• **Source excerpt**:
However, first we define additional constraints on our data flow with respect to data dependencies. The MAP processing is recursive and non commutative, at least when utilizing the trellis structure of convolutional codes. We have to ensure a recursive approach as well to solve Eq. 5.2. This is shown in the new data flow structure of Fig. 5.2. Two different data flow directions are shown here, the forward direction with solid lines, and the backward direction with dotted lines.

In the following we derive two different data paths which fulfill the constraint of a recursive calculation. The data path contains already timing information and is one major step towards a dedicated hardware architecture. Then, one processing step in the calculation corresponds to one clock cycle.

5.1.1 Serial Data Path: One min (x, y) Unit

The serial data path (serial marginalization) has already prerequisites for a final hardware realization. Here in the example, we assume that we can process one input value per clock cycle (processing step). Figures 5.3–5.5 show the data path and the processing steps to solve Eq. 5.2. We write all input information $(a, b, d , e, f, h,g) $ to an array, indicated as box, which may be later instantiated as a memory. The current reading position of the array is indicated as a pointer. In the hardware implementation this pointer will be a reading address for a RAM, see Sect. 4.2. Each processing step is now described step by step.

5.1.1.1 Step 1: Forward Processing (Figure 5.3)

Initialization:

The input values $\{a,b,c,d,e,f,g,h \}$ are stored sequentially in memory 1.

The read pointer (address) for memory 1 is set to 0 (the address where value $a$ is stored).

The write pointer(address) for memory 2 is set to 0.

The register is initialized with an ‘infinite value’, e.g. in hardware this would be the largest number with respect the utilized number representation.
First clock cycle:

Read the first value ($a$) from memory 1.

$\mathrm{min }(x,y)$ calculates the first result which is $\mathrm{min }(a,\inf )=a$.

The result is stored in memory 2.

The register keeps now the value $a$.

The read and write pointer are incremented by one.
Second clock cycle:

Read the second value ($b$) from memory 1.

$\mathrm{min }(x,y)$ calculates the second result which is $\mathrm{min }(a,b)$.

• **Complete the following**:
a – In the data path excerpt, what does one processing step in the calculation correspond to?
b – Please rewrite the paragraph of the data path excerpt that begins "However, first we define additional constraints" as a short bulleted list that keeps its main facts.

• **Data section**:
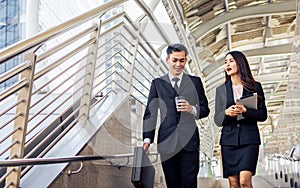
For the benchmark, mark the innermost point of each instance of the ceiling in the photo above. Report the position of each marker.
(264, 30)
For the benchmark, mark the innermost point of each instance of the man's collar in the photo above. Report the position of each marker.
(179, 76)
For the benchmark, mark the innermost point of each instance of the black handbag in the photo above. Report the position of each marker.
(143, 172)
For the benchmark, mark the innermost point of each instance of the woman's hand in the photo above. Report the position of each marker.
(235, 110)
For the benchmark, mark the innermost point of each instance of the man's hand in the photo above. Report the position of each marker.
(146, 147)
(184, 106)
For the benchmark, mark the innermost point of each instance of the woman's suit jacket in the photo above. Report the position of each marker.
(175, 127)
(244, 131)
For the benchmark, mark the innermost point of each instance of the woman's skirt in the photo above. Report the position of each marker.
(239, 158)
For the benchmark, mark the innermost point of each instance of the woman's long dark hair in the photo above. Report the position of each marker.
(243, 69)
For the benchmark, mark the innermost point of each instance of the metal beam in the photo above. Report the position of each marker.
(286, 7)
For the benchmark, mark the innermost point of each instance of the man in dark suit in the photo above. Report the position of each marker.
(178, 137)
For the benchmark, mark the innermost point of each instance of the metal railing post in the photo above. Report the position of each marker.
(20, 124)
(89, 77)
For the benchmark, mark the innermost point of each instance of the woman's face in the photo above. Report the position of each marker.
(230, 65)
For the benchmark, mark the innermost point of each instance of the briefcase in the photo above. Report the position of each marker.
(143, 172)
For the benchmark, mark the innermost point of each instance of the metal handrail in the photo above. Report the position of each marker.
(57, 160)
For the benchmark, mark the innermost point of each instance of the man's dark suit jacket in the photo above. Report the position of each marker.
(247, 132)
(175, 127)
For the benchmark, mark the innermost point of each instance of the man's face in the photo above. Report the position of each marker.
(176, 61)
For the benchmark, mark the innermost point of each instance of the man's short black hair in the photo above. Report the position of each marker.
(176, 48)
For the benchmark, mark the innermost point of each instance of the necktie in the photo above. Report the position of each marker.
(175, 79)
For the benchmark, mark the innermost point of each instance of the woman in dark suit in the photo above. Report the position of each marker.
(240, 138)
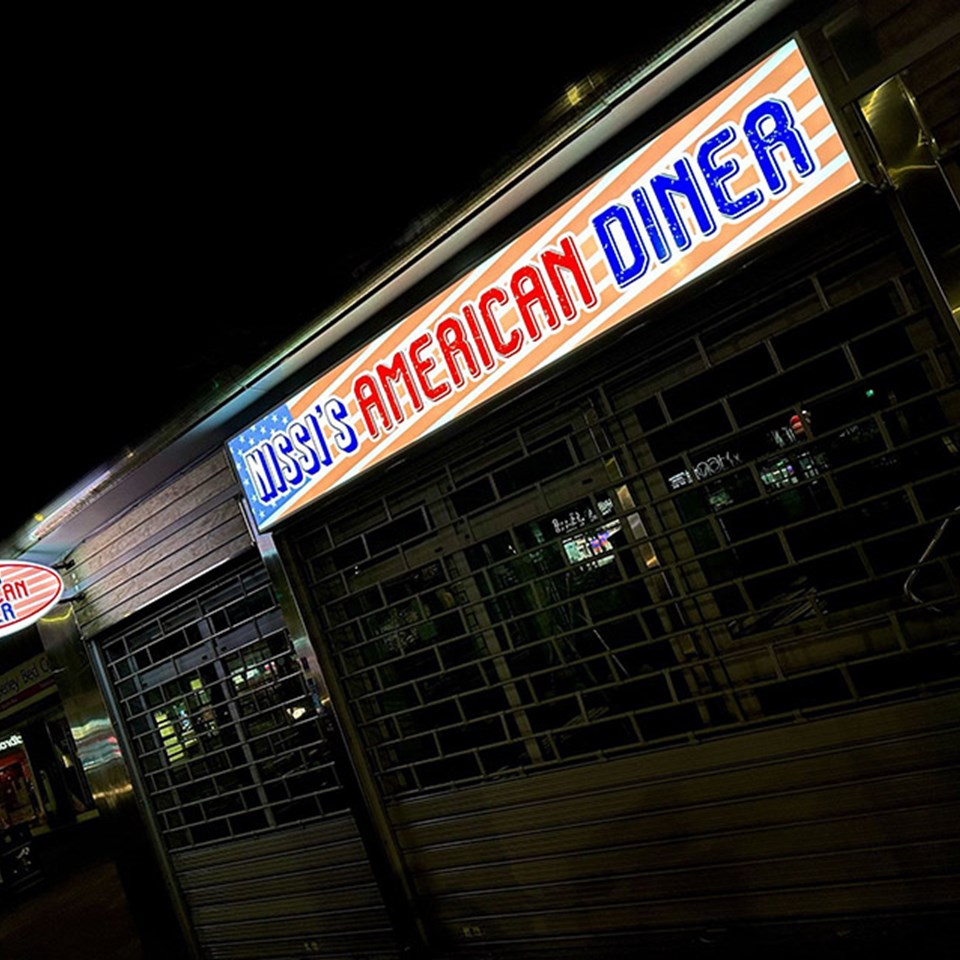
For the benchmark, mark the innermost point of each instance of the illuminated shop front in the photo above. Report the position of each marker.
(594, 591)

• **Responses to the tasks**:
a – One clock cycle.

b –
- Additional constraints are defined on the data flow with respect to data dependencies.
- MAP processing is recursive and non-commutative, at least when it uses the trellis structure of convolutional codes.
- A recursive approach is therefore also required to solve Eq. 5.2.
- The new data flow structure in Fig. 5.2 shows this.
- It has two data flow directions: forward (solid lines) and backward (dotted lines).